» **WORK INSTRUCTIONS**
An exact copy of all the records is the expected answer.

» **PROVIDED DATA**
Segment Open
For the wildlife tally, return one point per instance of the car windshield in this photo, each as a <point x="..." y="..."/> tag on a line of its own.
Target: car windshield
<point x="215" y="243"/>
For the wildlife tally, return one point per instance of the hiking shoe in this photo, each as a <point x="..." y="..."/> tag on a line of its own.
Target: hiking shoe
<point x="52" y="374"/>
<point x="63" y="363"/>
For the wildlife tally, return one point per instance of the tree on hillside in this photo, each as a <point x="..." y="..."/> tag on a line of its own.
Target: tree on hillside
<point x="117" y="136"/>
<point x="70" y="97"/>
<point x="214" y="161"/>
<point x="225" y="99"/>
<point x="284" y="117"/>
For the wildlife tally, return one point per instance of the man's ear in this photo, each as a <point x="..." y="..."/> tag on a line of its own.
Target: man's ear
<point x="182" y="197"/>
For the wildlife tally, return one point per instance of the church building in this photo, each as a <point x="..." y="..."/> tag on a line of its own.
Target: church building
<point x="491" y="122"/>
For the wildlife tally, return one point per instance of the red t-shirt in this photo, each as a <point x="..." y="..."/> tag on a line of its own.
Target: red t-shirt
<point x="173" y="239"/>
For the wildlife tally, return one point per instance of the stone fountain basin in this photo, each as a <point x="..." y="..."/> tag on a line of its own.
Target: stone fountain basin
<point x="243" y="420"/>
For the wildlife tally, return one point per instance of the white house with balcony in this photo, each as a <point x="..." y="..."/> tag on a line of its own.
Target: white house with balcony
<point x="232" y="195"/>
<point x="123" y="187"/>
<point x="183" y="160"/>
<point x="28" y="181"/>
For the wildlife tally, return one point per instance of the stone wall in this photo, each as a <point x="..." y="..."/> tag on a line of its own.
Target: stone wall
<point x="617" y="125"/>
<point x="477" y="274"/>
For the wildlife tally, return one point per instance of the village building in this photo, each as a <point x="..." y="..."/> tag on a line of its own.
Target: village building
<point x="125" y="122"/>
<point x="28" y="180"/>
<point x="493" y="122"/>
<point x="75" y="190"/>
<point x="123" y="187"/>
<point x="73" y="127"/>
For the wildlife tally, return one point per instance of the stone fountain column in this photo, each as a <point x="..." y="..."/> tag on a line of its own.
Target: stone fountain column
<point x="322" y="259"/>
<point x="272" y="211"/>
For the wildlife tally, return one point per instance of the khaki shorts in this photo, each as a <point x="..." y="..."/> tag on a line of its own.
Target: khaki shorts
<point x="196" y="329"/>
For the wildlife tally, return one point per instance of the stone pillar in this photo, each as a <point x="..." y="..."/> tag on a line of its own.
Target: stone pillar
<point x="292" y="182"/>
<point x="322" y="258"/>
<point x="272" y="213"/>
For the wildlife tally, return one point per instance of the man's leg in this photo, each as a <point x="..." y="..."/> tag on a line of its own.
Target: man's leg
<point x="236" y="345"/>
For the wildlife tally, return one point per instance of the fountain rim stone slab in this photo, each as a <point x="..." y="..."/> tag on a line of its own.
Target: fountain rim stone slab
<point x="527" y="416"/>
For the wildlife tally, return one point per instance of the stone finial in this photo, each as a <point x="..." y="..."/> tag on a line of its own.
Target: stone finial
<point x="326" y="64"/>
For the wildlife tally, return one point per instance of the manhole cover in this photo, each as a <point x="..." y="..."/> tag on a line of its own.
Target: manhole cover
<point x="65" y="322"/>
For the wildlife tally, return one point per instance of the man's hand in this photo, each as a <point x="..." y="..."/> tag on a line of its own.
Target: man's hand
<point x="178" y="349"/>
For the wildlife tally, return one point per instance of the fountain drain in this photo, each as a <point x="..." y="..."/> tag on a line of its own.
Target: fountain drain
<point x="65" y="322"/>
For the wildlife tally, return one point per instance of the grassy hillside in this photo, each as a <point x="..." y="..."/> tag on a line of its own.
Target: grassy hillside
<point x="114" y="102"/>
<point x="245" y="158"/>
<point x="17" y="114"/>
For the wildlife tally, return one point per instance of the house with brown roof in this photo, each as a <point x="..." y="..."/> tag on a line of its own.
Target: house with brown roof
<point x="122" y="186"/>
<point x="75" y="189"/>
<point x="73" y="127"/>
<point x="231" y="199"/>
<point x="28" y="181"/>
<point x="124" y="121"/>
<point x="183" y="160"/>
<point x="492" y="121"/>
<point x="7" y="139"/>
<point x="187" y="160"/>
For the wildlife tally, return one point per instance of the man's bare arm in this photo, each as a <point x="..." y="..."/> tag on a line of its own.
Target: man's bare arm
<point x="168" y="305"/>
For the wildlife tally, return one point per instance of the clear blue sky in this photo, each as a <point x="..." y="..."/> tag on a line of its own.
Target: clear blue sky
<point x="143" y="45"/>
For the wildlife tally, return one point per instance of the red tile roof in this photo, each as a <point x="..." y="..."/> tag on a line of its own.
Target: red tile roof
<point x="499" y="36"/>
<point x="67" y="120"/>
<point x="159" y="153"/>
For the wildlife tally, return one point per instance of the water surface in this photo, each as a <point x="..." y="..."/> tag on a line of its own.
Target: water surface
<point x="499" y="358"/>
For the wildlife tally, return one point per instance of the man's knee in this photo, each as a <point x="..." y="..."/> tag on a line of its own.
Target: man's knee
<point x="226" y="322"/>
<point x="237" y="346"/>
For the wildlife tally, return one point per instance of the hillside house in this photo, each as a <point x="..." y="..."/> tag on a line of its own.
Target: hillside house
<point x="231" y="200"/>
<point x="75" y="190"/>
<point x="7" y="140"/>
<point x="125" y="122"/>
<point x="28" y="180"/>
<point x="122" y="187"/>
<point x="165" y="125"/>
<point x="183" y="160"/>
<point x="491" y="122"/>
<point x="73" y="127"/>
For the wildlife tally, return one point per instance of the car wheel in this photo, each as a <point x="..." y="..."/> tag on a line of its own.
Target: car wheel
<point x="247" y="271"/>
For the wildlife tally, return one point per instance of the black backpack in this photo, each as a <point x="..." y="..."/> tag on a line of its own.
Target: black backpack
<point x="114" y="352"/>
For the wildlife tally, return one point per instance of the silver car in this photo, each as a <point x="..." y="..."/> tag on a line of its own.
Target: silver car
Segment Closed
» **COMPLETED TASK**
For the wildlife tally, return one point per instance of the car windshield in this photo, each as a <point x="..." y="..."/> tag on a line of its own.
Target: car windshield
<point x="215" y="243"/>
For the wildlife tally, return one point per instance of the hiking shoe in this photo, each as a <point x="..." y="..."/> tag on a line of its own.
Target: hiking shoe
<point x="52" y="374"/>
<point x="63" y="363"/>
For the wildlife tally, return one point per instance of the tree on hillside in this photo, each as a <point x="..." y="..."/> tag on a line of its own.
Target: tree on hillside
<point x="117" y="136"/>
<point x="70" y="97"/>
<point x="214" y="161"/>
<point x="225" y="99"/>
<point x="284" y="117"/>
For the wildlife tally, return one point per instance of the man's ear in this photo, each as a <point x="..." y="..."/> tag on a line of its own.
Target: man's ear
<point x="182" y="197"/>
For the wildlife tally, return one point per instance of the church building in this photo, each as a <point x="..." y="..."/> tag on a line of its own.
Target: church building
<point x="491" y="122"/>
For the wildlife tally, return one point per instance of the red t-shirt in this photo, each as a <point x="..." y="..."/> tag on a line of its own.
Target: red t-shirt
<point x="173" y="239"/>
For the wildlife tally, return one point per instance of the stone fountain basin in this photo, each as a <point x="..." y="..."/> tag on a line of its own.
Target: stone fountain basin
<point x="243" y="420"/>
For the wildlife tally, return one point per instance of the white house with balcony in this photo, each as a <point x="..." y="..."/> tag on a line of its own.
Target: white house with balcony
<point x="232" y="195"/>
<point x="123" y="187"/>
<point x="183" y="160"/>
<point x="28" y="181"/>
For the wildlife tally, return one point per instance of the stone wall in this photo, each as a <point x="..." y="..."/> tag on a line of its own.
Target: stone wall
<point x="617" y="125"/>
<point x="477" y="274"/>
For the wildlife tally, return one point per instance of the village building in this photo, each as a <point x="..." y="..."/> tag on a line of its own.
Target: village building
<point x="125" y="122"/>
<point x="28" y="180"/>
<point x="493" y="122"/>
<point x="75" y="190"/>
<point x="123" y="187"/>
<point x="73" y="127"/>
For the wildlife tally, return one point per instance of the stone fountain column in this photo, each as a <point x="..." y="..."/> tag on a line of its own.
Target: stone fountain column
<point x="322" y="259"/>
<point x="272" y="211"/>
For the wildlife tally, return one point per instance of the khaki shorts in this photo, each as a <point x="..." y="..."/> tag on a line of its own.
Target: khaki shorts
<point x="196" y="329"/>
For the wildlife tally, return one point per instance of the stone pillar in this photo, each as a <point x="..." y="..."/> tag on a line of its own.
Target: stone pillar
<point x="292" y="182"/>
<point x="322" y="258"/>
<point x="272" y="213"/>
For the wildlife tally, return one point per instance of the man's leg in this photo, each as a <point x="..." y="..."/> tag on a line of its own.
Target: man's leg
<point x="236" y="345"/>
For the wildlife tally, return one point per instance of the fountain rim stone slab in this photo, each as a <point x="..." y="..."/> tag on a line of its own.
Target: fountain rim stone slab
<point x="527" y="416"/>
For the wildlife tally, return one point per instance of the stone finial in this photo, each as a <point x="..." y="..."/> tag on a line of its own.
Target: stone finial
<point x="326" y="64"/>
For the wildlife tally, return one point per instance of the manhole cover in this photo, each as a <point x="..." y="..."/> tag on a line of its own.
Target: manhole cover
<point x="65" y="322"/>
For the wildlife tally, return one point per instance of the man's hand in this photo, each as a <point x="..." y="..."/> tag on a line of its own.
Target: man's hand
<point x="178" y="349"/>
For the wildlife tally, return one point per instance of the fountain drain in this photo, each as a <point x="..." y="..."/> tag on a line of its own.
Target: fountain drain
<point x="65" y="322"/>
For the wildlife tally, return one point per instance of the grassy hillside in this photo, each as a <point x="..." y="..."/> tag on a line of its own.
Target: grassy hillside
<point x="114" y="102"/>
<point x="245" y="158"/>
<point x="17" y="114"/>
For the wildlife tally, return one point per instance of the house with brown roof in this photo, each as a <point x="..." y="..."/> tag on a line of its own.
Target: house with brown roof
<point x="122" y="186"/>
<point x="75" y="189"/>
<point x="73" y="127"/>
<point x="231" y="199"/>
<point x="28" y="181"/>
<point x="124" y="121"/>
<point x="183" y="160"/>
<point x="492" y="121"/>
<point x="7" y="139"/>
<point x="187" y="160"/>
For the wildlife tally, return one point per instance of the man's bare arm in this photo, each as a <point x="..." y="..."/> tag on a line of its own.
Target: man's bare arm
<point x="168" y="305"/>
For the wildlife tally, return one point per instance of the clear blue sky in this photo, each as a <point x="..." y="..."/> tag on a line of its own.
Target: clear blue sky
<point x="143" y="45"/>
For the wildlife tally, return one point per instance of the red tile roof in this photo, each as a <point x="..." y="..."/> tag on a line of its own.
Target: red tile roof
<point x="499" y="36"/>
<point x="67" y="120"/>
<point x="159" y="153"/>
For the wildlife tally, return one point per instance of the water surface in this photo, each as a <point x="..." y="..."/> tag on a line of its own.
Target: water surface
<point x="499" y="358"/>
For the wildlife tally, return one point per instance of the man's knee in this photo, each as a <point x="..." y="..."/> tag on a line of its own.
Target: man's knee
<point x="226" y="322"/>
<point x="237" y="346"/>
For the wildlife tally, return one point per instance of the hillside house in this photo, each as a <point x="..." y="..."/> tag on a line of its own.
Target: hillside house
<point x="231" y="200"/>
<point x="75" y="190"/>
<point x="7" y="140"/>
<point x="125" y="122"/>
<point x="28" y="180"/>
<point x="122" y="187"/>
<point x="165" y="125"/>
<point x="183" y="160"/>
<point x="491" y="122"/>
<point x="73" y="127"/>
For the wildlife tally, return one point per instance of the car wheel in this photo, each as a <point x="..." y="..."/> tag on a line of its own.
Target: car wheel
<point x="247" y="271"/>
For the wildlife tally, return one point per instance of the black backpack in this photo, each as a <point x="..." y="..."/> tag on a line of its own.
Target: black backpack
<point x="114" y="352"/>
For the wildlife tally, return one point per instance of the silver car in this photo, each as a <point x="..." y="..."/> tag on a line of its own.
Target: silver car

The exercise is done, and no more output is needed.